--- Data supplied Enclosed Below ---
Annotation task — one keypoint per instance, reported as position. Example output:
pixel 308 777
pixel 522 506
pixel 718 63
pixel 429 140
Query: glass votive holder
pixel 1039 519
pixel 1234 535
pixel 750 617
--- End of Enclosed Data supplied ---
### About this exercise
Print every line of the records exactly. Omit nothing.

### Reply to the task
Annotation task — one keypoint per instance, reported as position. Example output:
pixel 308 777
pixel 522 506
pixel 718 63
pixel 429 140
Query: glass votive holder
pixel 1039 519
pixel 1234 535
pixel 750 617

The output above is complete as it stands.